Records of labeled points
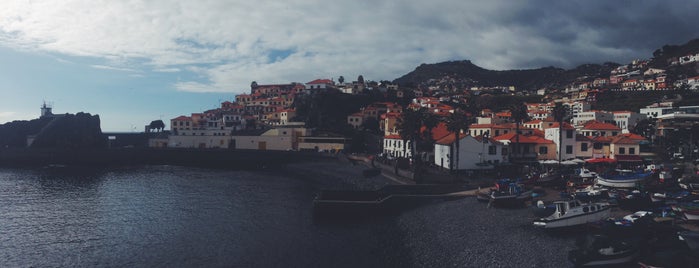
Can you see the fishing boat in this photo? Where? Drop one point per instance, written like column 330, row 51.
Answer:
column 549, row 177
column 691, row 238
column 585, row 174
column 602, row 250
column 573, row 212
column 622, row 178
column 509, row 193
column 691, row 215
column 591, row 192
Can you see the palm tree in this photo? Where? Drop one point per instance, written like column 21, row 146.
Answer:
column 559, row 114
column 519, row 114
column 456, row 123
column 409, row 125
column 430, row 121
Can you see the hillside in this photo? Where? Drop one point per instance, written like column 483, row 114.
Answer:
column 465, row 74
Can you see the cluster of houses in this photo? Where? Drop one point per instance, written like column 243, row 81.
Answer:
column 261, row 120
column 493, row 139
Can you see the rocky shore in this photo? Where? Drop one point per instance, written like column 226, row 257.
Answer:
column 457, row 233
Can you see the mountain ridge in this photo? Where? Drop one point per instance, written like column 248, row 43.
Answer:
column 465, row 74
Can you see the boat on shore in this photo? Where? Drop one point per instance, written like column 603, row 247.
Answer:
column 691, row 239
column 601, row 250
column 622, row 178
column 572, row 212
column 509, row 193
column 353, row 203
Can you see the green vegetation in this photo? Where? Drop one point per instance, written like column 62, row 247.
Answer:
column 635, row 100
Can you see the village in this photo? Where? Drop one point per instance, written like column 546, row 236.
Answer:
column 562, row 127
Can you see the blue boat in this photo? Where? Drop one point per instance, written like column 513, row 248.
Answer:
column 623, row 178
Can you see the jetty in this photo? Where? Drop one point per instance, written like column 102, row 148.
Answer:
column 390, row 198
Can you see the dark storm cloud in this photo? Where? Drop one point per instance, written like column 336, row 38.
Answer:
column 597, row 31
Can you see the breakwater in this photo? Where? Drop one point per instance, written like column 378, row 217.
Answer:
column 210, row 158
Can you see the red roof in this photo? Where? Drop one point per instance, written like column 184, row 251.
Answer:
column 628, row 158
column 596, row 125
column 565, row 125
column 523, row 139
column 182, row 118
column 438, row 132
column 321, row 81
column 600, row 160
column 449, row 139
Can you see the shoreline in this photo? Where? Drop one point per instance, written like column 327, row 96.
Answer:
column 206, row 158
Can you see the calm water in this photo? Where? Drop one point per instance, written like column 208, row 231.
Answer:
column 171, row 217
column 168, row 216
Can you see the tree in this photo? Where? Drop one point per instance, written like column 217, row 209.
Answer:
column 519, row 114
column 560, row 113
column 430, row 121
column 158, row 125
column 408, row 125
column 456, row 123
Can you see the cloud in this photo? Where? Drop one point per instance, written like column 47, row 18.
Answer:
column 105, row 67
column 225, row 45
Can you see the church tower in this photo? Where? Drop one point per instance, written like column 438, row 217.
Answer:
column 46, row 110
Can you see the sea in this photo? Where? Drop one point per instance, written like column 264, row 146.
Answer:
column 170, row 216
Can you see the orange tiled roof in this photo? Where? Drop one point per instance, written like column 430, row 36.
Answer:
column 449, row 139
column 439, row 131
column 182, row 118
column 596, row 125
column 532, row 139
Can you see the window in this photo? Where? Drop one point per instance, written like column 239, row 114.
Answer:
column 492, row 150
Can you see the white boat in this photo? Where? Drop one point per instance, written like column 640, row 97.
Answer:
column 586, row 174
column 623, row 178
column 601, row 250
column 692, row 240
column 572, row 212
column 691, row 215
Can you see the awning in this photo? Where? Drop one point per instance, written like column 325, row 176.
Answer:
column 628, row 158
column 600, row 160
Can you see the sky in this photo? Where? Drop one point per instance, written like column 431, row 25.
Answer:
column 134, row 61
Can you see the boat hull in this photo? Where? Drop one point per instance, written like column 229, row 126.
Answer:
column 624, row 257
column 691, row 215
column 559, row 222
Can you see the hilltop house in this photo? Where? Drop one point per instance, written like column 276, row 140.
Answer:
column 474, row 152
column 599, row 129
column 527, row 148
column 567, row 140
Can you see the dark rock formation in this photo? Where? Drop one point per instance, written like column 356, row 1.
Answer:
column 81, row 130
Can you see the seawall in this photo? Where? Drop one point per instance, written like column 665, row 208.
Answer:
column 236, row 159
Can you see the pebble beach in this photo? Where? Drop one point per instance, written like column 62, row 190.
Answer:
column 456, row 233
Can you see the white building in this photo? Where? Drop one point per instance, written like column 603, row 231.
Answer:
column 394, row 146
column 601, row 116
column 626, row 119
column 474, row 153
column 566, row 143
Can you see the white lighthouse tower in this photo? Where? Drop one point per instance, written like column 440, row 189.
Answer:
column 46, row 110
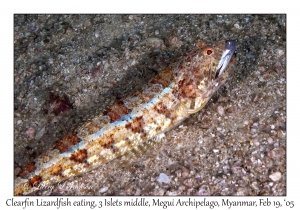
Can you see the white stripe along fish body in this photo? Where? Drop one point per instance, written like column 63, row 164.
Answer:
column 178, row 91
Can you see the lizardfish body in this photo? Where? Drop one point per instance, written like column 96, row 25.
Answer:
column 176, row 92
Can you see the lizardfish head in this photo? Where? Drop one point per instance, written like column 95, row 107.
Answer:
column 203, row 72
column 216, row 63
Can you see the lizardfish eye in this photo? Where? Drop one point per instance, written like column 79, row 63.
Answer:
column 229, row 49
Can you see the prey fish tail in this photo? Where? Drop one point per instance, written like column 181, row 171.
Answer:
column 176, row 92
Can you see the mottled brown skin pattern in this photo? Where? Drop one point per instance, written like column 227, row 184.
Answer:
column 176, row 92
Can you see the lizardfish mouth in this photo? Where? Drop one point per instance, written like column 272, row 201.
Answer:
column 230, row 47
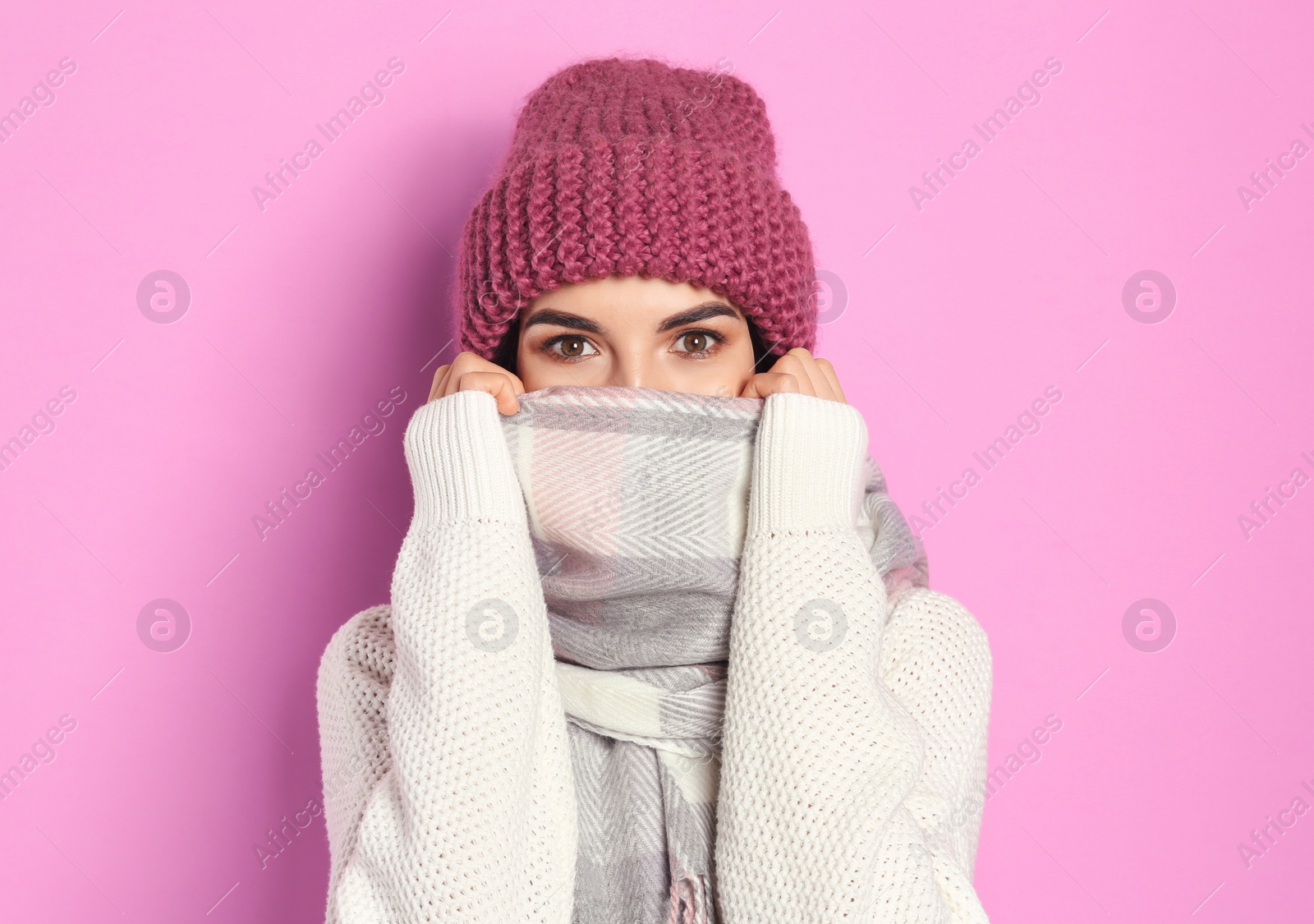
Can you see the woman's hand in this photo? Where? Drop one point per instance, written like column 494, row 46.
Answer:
column 471, row 372
column 797, row 371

◆ Exercise description
Copy the items above word for word, leaving out the pictures.

◆ Reply
Can you see the fishing boat in this photo? Where? Drop one point per instance, written like column 330, row 51.
Answer:
column 549, row 177
column 691, row 238
column 585, row 174
column 602, row 250
column 573, row 212
column 622, row 178
column 509, row 193
column 691, row 215
column 591, row 192
Can you see the palm tree in this photo? Where? Drop one point per instance, written like column 21, row 146.
Answer:
column 559, row 114
column 519, row 114
column 456, row 123
column 409, row 125
column 430, row 121
Can you see the hillside in this photo? Where? Drop one point per instance, written like column 483, row 114.
Answer:
column 465, row 74
Can you see the cluster of houses in this photo? Where? Drop one point per instance, written like column 243, row 81.
Answer:
column 261, row 120
column 493, row 139
Can you see the rocky shore in this photo? Where? Drop one point per instance, written like column 226, row 257.
Answer:
column 457, row 233
Can you see the mountain ridge in this photo? Where? Drop one point per instance, written like column 248, row 43.
Answer:
column 465, row 74
Can you see the boat on shore in this photo? Where? Drop one point per instance, written like column 603, row 247.
Answer:
column 691, row 239
column 601, row 250
column 622, row 178
column 572, row 212
column 509, row 193
column 353, row 203
Can you see the green vegetation in this photo? Where? Drop one point per instance, written like column 62, row 247.
Answer:
column 635, row 100
Can you see the village in this photo? Where? Drop one point per instance, written like column 546, row 236.
Answer:
column 562, row 127
Can you see the blue boat in this photo? Where? Drop one point per instance, written like column 513, row 248.
Answer:
column 623, row 178
Can you see the jetty in this photo? Where? Drop one point per instance, written like column 102, row 148.
Answer:
column 390, row 198
Can you see the dark storm cloud in this photo? Where? Drop one point per instance, written like column 336, row 38.
Answer:
column 597, row 31
Can you see the breakwater in this photo? Where? Drop one point per instance, written like column 378, row 217.
Answer:
column 210, row 158
Can you see the red roof in this photo? Where? Drop one point per instance, written like column 184, row 251.
Answer:
column 628, row 158
column 596, row 125
column 565, row 125
column 523, row 139
column 182, row 118
column 438, row 132
column 321, row 81
column 600, row 160
column 449, row 139
Can you see the shoreline in this photo? Where? Drop one point per instance, written like column 327, row 96.
Answer:
column 206, row 158
Can you see the calm water in this photo? Where? Drop one point per instance, written like column 208, row 231.
Answer:
column 171, row 217
column 168, row 216
Can you see the tree in this photo? Where? Drop one point per instance, written like column 217, row 209.
Answer:
column 519, row 114
column 560, row 113
column 430, row 121
column 158, row 125
column 408, row 125
column 456, row 123
Can you see the cloud in this photo? Where? Drop one point per instance, written like column 47, row 18.
Answer:
column 105, row 67
column 225, row 45
Can you see the church tower in this photo? Where? Drop one point per instance, written like column 438, row 217.
Answer:
column 46, row 110
Can you see the sea in this photo? Where? Drop one point per instance, written like column 264, row 146.
Answer:
column 170, row 216
Can you see the orange tiled roof in this photo? Where? Drop one point per instance, written like column 430, row 36.
Answer:
column 449, row 139
column 439, row 131
column 182, row 118
column 596, row 125
column 532, row 139
Can you see the window in this photo? Where? Drop one point per instance, written like column 239, row 114.
Answer:
column 492, row 150
Can you see the white boat in this photo? Where? Drop one point per instance, written like column 640, row 97.
Answer:
column 586, row 174
column 623, row 178
column 601, row 250
column 692, row 240
column 572, row 212
column 691, row 215
Can you see the awning in this photo? Where? Drop one point per instance, written like column 325, row 176.
Answer:
column 628, row 158
column 600, row 160
Can you see the sky in this photo? Where? Drop one point per instance, written like column 431, row 25.
Answer:
column 134, row 61
Can you see the boat hull in this photo? Where? Drop one point per instance, written like column 229, row 126.
Answer:
column 624, row 257
column 691, row 215
column 559, row 222
Can you see the hilltop house in this photo? Where? Drop one point per instance, written like column 276, row 140.
Answer:
column 474, row 152
column 599, row 129
column 527, row 148
column 567, row 140
Can you see the dark rock formation in this photo? Where? Drop one point per instance, written like column 356, row 1.
Answer:
column 81, row 130
Can you see the seawall in this photo? Where? Drop one point per instance, written like column 665, row 208.
Answer:
column 236, row 159
Can you see the pebble beach in this photo? Where? Drop one point per instance, written like column 62, row 190.
Answer:
column 456, row 233
Can you see the white building in this photo? Where? Drop one point per instance, written like column 603, row 231.
Answer:
column 394, row 146
column 601, row 116
column 626, row 119
column 474, row 153
column 566, row 143
Can you see the white lighthouse tower in this photo? Where? Drop one point per instance, written like column 440, row 189.
Answer:
column 46, row 110
Can you see the white stripe along fish body in this photo? Where? Drop one point per instance, written like column 63, row 164.
Answer:
column 178, row 91
Can you see the lizardfish body in this photo? Where? Drop one point per instance, written like column 96, row 25.
Answer:
column 176, row 92
Can you see the lizardfish head in this photo? Where? Drop one point per instance, written like column 95, row 107.
Answer:
column 203, row 72
column 216, row 63
Can you see the lizardfish eye in this photo? Where? Drop one point per instance, written like column 79, row 63.
Answer:
column 229, row 49
Can you see the prey fish tail in this photo? Where? Drop one point per instance, written like column 181, row 171.
Answer:
column 176, row 92
Can you see the mottled brown skin pattern in this photo? Where? Drop one point per instance, written like column 227, row 184.
Answer:
column 176, row 92
Can you see the lizardfish mouth in this photo? Where? Drop one point per instance, written like column 272, row 201.
Answer:
column 230, row 47
Can you see the woman's hand in this photo? Where? Drop one point per instance, written like column 494, row 46.
Answer:
column 471, row 372
column 797, row 371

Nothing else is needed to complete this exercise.